(Stored dataset items)
________

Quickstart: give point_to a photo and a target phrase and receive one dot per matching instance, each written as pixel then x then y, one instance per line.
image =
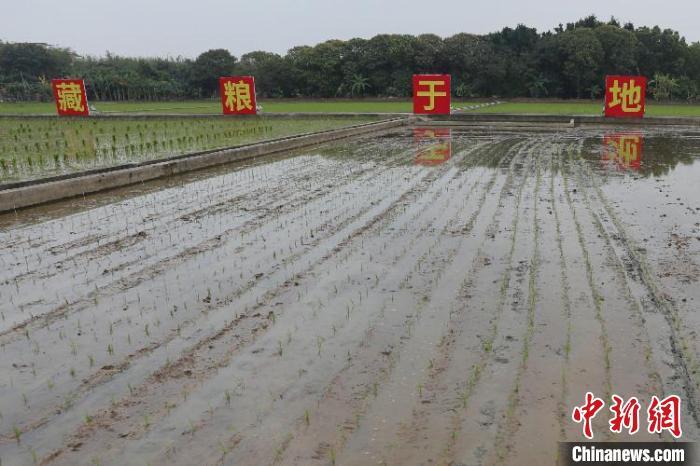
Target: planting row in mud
pixel 425 296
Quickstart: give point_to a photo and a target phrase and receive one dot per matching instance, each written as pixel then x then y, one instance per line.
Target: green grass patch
pixel 37 148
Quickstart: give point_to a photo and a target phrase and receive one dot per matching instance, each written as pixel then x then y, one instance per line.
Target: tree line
pixel 567 62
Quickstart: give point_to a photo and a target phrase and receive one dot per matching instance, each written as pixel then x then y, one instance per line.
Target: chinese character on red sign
pixel 70 96
pixel 238 95
pixel 587 412
pixel 625 149
pixel 625 415
pixel 431 94
pixel 625 96
pixel 434 145
pixel 665 415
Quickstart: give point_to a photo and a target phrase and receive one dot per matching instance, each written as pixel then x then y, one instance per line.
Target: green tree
pixel 209 67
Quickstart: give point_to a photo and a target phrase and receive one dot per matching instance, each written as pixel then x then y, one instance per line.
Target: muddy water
pixel 430 296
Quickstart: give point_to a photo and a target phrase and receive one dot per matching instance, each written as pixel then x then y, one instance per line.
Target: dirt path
pixel 354 304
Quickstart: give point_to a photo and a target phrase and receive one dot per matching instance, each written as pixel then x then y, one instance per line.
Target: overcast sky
pixel 187 28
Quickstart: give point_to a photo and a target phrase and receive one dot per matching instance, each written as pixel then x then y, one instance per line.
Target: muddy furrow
pixel 115 328
pixel 282 281
pixel 339 329
pixel 670 346
pixel 438 393
pixel 108 264
pixel 353 391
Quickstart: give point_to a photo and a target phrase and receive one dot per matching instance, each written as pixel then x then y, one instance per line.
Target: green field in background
pixel 214 107
pixel 359 106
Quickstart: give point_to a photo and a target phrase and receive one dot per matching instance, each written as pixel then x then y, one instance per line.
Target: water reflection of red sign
pixel 433 145
pixel 625 149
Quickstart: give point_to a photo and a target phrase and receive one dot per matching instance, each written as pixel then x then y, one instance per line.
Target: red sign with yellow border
pixel 238 95
pixel 70 97
pixel 431 94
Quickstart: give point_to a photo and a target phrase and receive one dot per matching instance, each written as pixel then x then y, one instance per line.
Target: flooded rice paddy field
pixel 428 296
pixel 42 147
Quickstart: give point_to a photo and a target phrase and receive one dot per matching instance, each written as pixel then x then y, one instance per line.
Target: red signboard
pixel 431 94
pixel 433 145
pixel 625 96
pixel 70 97
pixel 624 149
pixel 238 95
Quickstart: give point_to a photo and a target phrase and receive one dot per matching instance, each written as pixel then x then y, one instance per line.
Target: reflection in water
pixel 433 145
pixel 623 149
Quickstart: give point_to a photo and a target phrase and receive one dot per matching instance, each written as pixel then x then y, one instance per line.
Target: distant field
pixel 208 106
pixel 360 106
pixel 585 108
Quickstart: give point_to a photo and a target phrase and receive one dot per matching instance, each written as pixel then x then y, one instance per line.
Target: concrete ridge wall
pixel 563 119
pixel 153 115
pixel 26 194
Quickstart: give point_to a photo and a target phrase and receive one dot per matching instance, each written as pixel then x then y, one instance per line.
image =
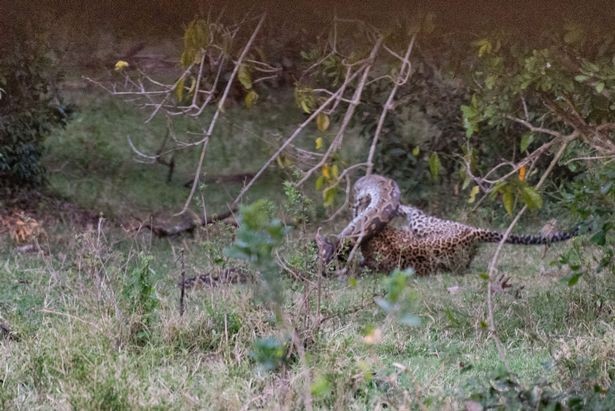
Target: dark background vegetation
pixel 91 321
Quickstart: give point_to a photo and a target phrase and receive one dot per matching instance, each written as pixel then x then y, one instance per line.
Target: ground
pixel 79 340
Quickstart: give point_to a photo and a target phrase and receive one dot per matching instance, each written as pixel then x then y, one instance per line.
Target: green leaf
pixel 328 196
pixel 508 200
pixel 573 278
pixel 250 99
pixel 179 90
pixel 320 182
pixel 322 121
pixel 531 197
pixel 600 87
pixel 434 165
pixel 526 140
pixel 470 119
pixel 473 193
pixel 244 76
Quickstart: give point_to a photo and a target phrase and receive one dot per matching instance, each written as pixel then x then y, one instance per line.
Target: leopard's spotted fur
pixel 424 242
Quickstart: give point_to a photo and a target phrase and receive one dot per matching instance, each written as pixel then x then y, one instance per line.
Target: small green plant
pixel 504 392
pixel 400 299
pixel 269 353
pixel 140 296
pixel 259 234
pixel 297 205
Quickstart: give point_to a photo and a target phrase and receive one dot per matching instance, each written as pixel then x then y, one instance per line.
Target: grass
pixel 89 338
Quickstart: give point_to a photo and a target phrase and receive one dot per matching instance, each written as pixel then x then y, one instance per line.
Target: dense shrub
pixel 29 107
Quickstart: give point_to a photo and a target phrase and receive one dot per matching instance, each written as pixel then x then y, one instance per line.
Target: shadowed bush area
pixel 502 108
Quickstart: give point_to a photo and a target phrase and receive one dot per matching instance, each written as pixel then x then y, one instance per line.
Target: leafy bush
pixel 29 107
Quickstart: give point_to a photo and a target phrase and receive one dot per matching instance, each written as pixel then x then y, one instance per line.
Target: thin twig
pixel 494 259
pixel 292 137
pixel 212 124
pixel 402 77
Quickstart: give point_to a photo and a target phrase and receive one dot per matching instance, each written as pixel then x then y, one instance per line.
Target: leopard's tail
pixel 495 237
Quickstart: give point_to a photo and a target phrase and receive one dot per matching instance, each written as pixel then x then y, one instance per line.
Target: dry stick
pixel 406 65
pixel 337 141
pixel 494 259
pixel 182 292
pixel 292 137
pixel 212 124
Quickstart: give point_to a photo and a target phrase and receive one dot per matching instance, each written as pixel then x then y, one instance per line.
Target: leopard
pixel 425 243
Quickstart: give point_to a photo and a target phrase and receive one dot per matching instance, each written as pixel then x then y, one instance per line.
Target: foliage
pixel 504 391
pixel 535 95
pixel 400 300
pixel 423 132
pixel 598 219
pixel 140 296
pixel 29 106
pixel 258 235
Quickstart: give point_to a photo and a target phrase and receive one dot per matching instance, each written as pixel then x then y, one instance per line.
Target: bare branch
pixel 294 135
pixel 337 141
pixel 402 78
pixel 212 123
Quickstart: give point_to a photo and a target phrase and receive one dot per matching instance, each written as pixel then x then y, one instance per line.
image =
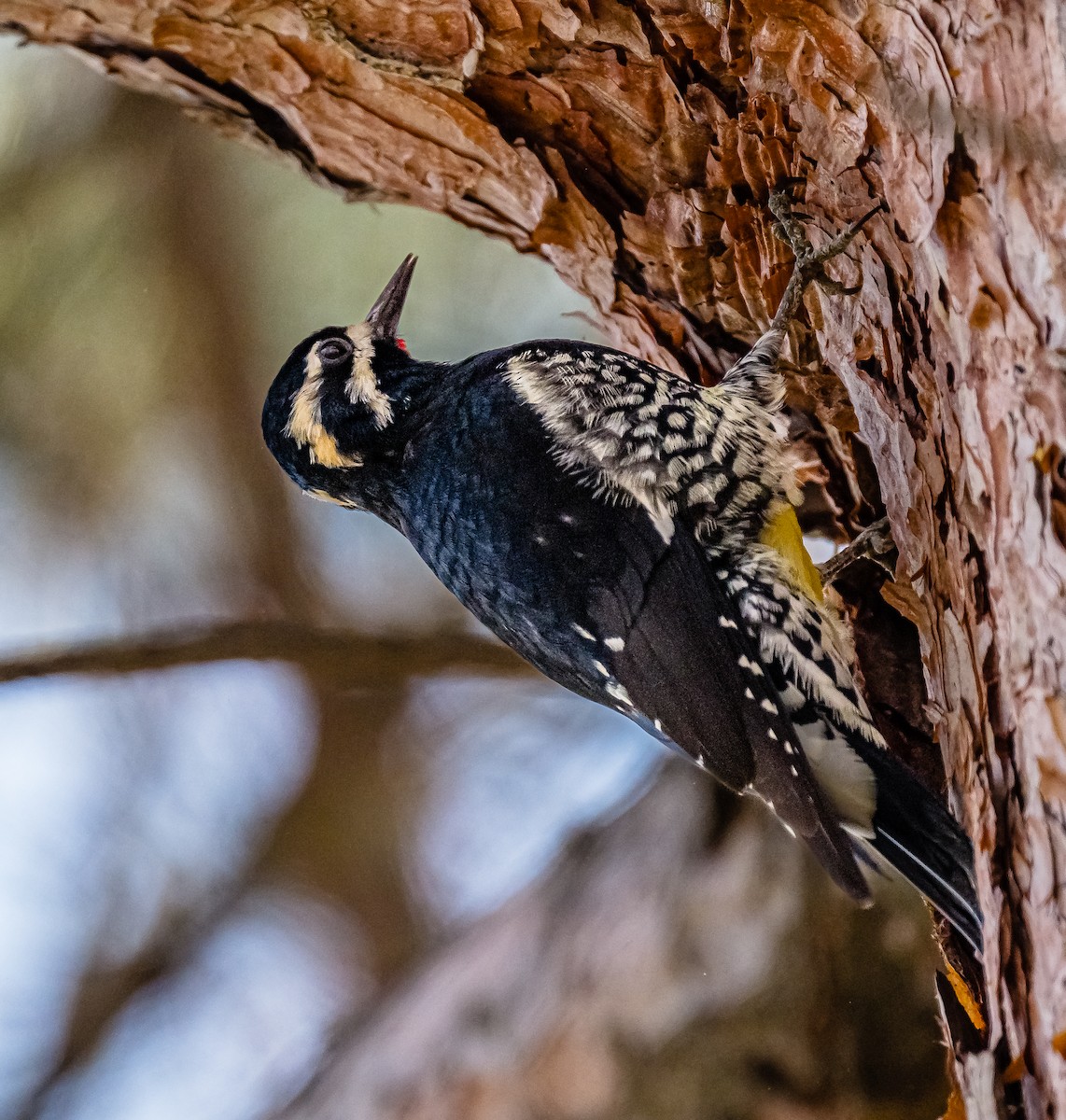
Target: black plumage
pixel 610 522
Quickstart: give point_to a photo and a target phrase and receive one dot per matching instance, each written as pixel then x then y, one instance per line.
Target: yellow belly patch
pixel 781 533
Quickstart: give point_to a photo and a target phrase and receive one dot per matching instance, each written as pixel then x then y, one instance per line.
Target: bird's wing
pixel 651 436
pixel 699 463
pixel 688 664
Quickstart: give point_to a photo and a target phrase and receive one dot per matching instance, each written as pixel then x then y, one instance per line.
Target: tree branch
pixel 343 656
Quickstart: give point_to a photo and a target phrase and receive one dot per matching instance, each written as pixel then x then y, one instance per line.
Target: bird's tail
pixel 915 833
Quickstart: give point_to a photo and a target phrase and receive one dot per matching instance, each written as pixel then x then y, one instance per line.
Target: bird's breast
pixel 519 540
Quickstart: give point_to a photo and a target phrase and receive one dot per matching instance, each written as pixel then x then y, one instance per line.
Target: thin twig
pixel 344 655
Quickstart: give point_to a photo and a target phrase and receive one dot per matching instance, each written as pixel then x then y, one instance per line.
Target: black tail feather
pixel 915 833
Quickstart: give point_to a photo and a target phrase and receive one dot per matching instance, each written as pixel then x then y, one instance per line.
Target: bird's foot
pixel 874 543
pixel 809 261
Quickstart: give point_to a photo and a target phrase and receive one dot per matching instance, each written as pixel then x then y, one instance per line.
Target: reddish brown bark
pixel 634 146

________

Instructions for the task | Every entry above needs to be retyped exactly; drop the pictures.

Task response |
Quickstart: give point_to a photo and a target phrase and receive one dot per matching instance, each written as pixel then x then y, one instance per line.
image =
Target: planting row in mud
pixel 425 296
Quickstart: give point_to a photo and a target phrase and receive one dot per matching instance, each written as pixel then x then y, one instance per line.
Target: green grass patch
pixel 37 148
Quickstart: give point_to a photo and a target phrase and receive one dot per matching instance, each written as pixel then x then y, one instance per line.
Target: tree line
pixel 567 62
Quickstart: give point_to a photo and a target phrase and receive one dot per matching instance, each written as pixel then x then y, one instance per line.
Target: chinese character on red sign
pixel 70 96
pixel 238 95
pixel 587 412
pixel 625 149
pixel 625 415
pixel 431 94
pixel 625 96
pixel 434 145
pixel 665 415
Quickstart: give point_to a photo and a target phrase and receive one dot per matching instance, each written as pixel then x then y, one instance per line.
Target: green tree
pixel 209 67
Quickstart: give point_to a photo and a target phrase and receive one dot per matching instance, each written as pixel then x then y, one instance per line.
Target: muddy water
pixel 430 296
Quickstart: give point_to a photo and a target phrase and receive one dot per matching instance, each written as pixel then x then y, one instance per line.
Target: dirt path
pixel 354 304
Quickstart: give point_to a photo and a target phrase and receive one dot per matching instance, each written as pixel then x then y, one instance per line.
Target: overcast sky
pixel 187 28
Quickstart: give point_to a photo and a target phrase and receive one dot per matching instance, each written as pixel then x then y, one instance per line.
Target: muddy furrow
pixel 115 328
pixel 282 281
pixel 339 329
pixel 670 346
pixel 438 393
pixel 108 264
pixel 353 391
Quickstart: give point_to a photo and a target phrase and receive one dot per matching instance, each written as pixel then x then y, one instance per line.
Target: green field in background
pixel 214 107
pixel 359 106
Quickstart: give point_to a photo and a target phrase and receive one dot per matching instance, each written as pixel then x then y, one instance per line.
Target: water reflection of red sign
pixel 433 145
pixel 625 149
Quickstart: give point_to a photo and a target phrase and receive one dot per matching instance, each written as pixel then x then y, one instance per line.
Target: red sign with yellow border
pixel 238 95
pixel 70 97
pixel 431 94
Quickstart: give point_to a photo and a target phrase and receive one dot per matching instance, each written as pixel then x then y, one instance per line.
Target: flooded rice paddy field
pixel 428 296
pixel 42 147
Quickstart: give point_to a photo and a target phrase and receive one dot per matching instance, each written as pixel then x then y, one instance per line.
Target: red signboard
pixel 431 94
pixel 433 145
pixel 625 96
pixel 70 97
pixel 624 149
pixel 238 95
Quickstart: give point_to a photo and a target phrase and receive one dot per matching instance, each written as pixel then x then y, one instance per line.
Target: reflection in water
pixel 433 145
pixel 623 149
Quickstart: give point_to a photo and a target phrase and receive one dot per matching instance, each written as pixel then x then y, one instance per line.
Target: distant field
pixel 208 106
pixel 360 106
pixel 585 108
Quickstart: give point_to a photo and a target phrase and receive one dot per matching instance, each written as pixel then x then y, one instance per line.
Target: concrete ridge wall
pixel 563 119
pixel 153 115
pixel 26 194
Quickstart: give point_to a photo and a target phrase and receive one dot per matching instance, each written as pixel then x then y, one instance per line.
image =
Target: dark background vegetation
pixel 91 321
Quickstart: give point_to a photo and a target phrase and receive one dot per matching instance, each written as pixel then x then y, one instance per line.
Target: ground
pixel 79 340
Quickstart: give point_to a photo and a target phrase and receive one dot per matching instance, each written as pixel then x then y, one instance per line.
Target: green leaf
pixel 328 196
pixel 508 200
pixel 573 278
pixel 250 99
pixel 179 90
pixel 320 182
pixel 322 121
pixel 531 197
pixel 600 87
pixel 434 165
pixel 526 140
pixel 470 119
pixel 473 193
pixel 244 76
Quickstart: give point_to a photo and a target phrase and receive one dot per matching instance, each written as pixel then x then y, one instance per line.
Target: leopard's spotted fur
pixel 424 242
Quickstart: give point_to a photo and a target phrase and receive one dot per matching instance, each written as pixel then x then y, one instance per line.
Target: small green plant
pixel 504 392
pixel 400 299
pixel 269 353
pixel 140 296
pixel 259 234
pixel 297 205
Quickstart: give point_to a photo and a target phrase and receive one dot per matching instance, each written as pixel then x then y, one instance per line.
Target: grass
pixel 89 338
Quickstart: give point_to a photo and a target phrase and receive one dot per matching instance, each written as pixel then x then y, one instance per line.
Target: dense shrub
pixel 29 107
Quickstart: give point_to a photo and a target phrase and receive one dot per matching instance, each written as pixel then x then y, one instance per line.
Target: shadowed bush area
pixel 502 108
Quickstart: give point_to a photo and a target phrase and receive one dot per matching instance, each written as pixel then x then y, one instance per line.
Target: leafy bush
pixel 29 107
Quickstart: give point_to a photo and a target phrase and receive one dot per matching instance, each written as pixel then x then y, one instance per line.
Target: thin twig
pixel 494 259
pixel 292 137
pixel 212 124
pixel 402 77
Quickstart: give point_to a photo and a target phrase and receive one dot per matching instance, each written as pixel then x then y, one instance per line.
Target: leopard's tail
pixel 495 237
Quickstart: give point_to a photo and a target phrase and receive one dot per matching instance, each written as pixel then x then y, one instance per line.
Target: dry stick
pixel 406 65
pixel 337 141
pixel 494 259
pixel 182 292
pixel 292 137
pixel 212 124
Quickstart: give point_to a photo and a target phrase and receive one dot per matching instance, each written as pixel then x then y, one instance per line.
Target: leopard
pixel 425 243
Quickstart: give point_to a photo and a target phrase and receive one dot per matching instance, each written as pixel then x then y, one instance per line.
Target: foliage
pixel 504 391
pixel 535 95
pixel 400 300
pixel 423 132
pixel 598 219
pixel 140 296
pixel 29 106
pixel 258 235
Quickstart: give point_to a photo and a target phrase and receive one dot per matching instance, each written as pixel then x then y, one instance per line.
Target: bare branch
pixel 294 135
pixel 337 141
pixel 402 78
pixel 212 123
Quickstart: give point_to a photo and a target phrase and receive one dot per matching instance, each written as pixel then x then y, one instance per line.
image =
Target: black plumage
pixel 610 522
Quickstart: give point_to a photo and a target phrase and receive one dot per matching instance, each written as pixel then x then y, one instance per line.
Target: yellow belly patch
pixel 781 533
Quickstart: give point_to a photo and a target phrase and receive one dot per matching instance, each written as pixel then x then y, one instance per line.
Target: bird's wing
pixel 651 436
pixel 699 463
pixel 688 664
Quickstart: give point_to a photo and a target phrase and receive one dot per matching instance, each written as pixel then x then y, one instance per line.
Target: tree branch
pixel 343 656
Quickstart: give point_to a photo and a target phrase and receive one dot per matching instance, each written as pixel then x then y, one instance per line.
Target: bird's tail
pixel 915 833
Quickstart: give point_to a photo and a target phrase and receive one dot per matching instance, each written as pixel then x then y, one instance per line.
Target: bird's breast
pixel 519 540
Quickstart: give point_to a photo and a target phrase and receive one dot per matching instance, each written as pixel then x then y, one instance per line.
Target: thin twig
pixel 344 655
Quickstart: give point_to a photo and a target phrase and receive one dot per matching instance, each written as pixel then x then y, one instance per line.
Target: black tail feather
pixel 915 833
Quickstart: give point_to a photo and a target phrase and receive one dot per matching instance, each written as pixel then x then y, one instance per line.
Target: bird's foot
pixel 874 543
pixel 809 261
Quickstart: give point_to a photo and a target phrase and receive one dot per matching instance, each written as pixel then x then y, one instance per line.
Target: reddish brown bark
pixel 634 146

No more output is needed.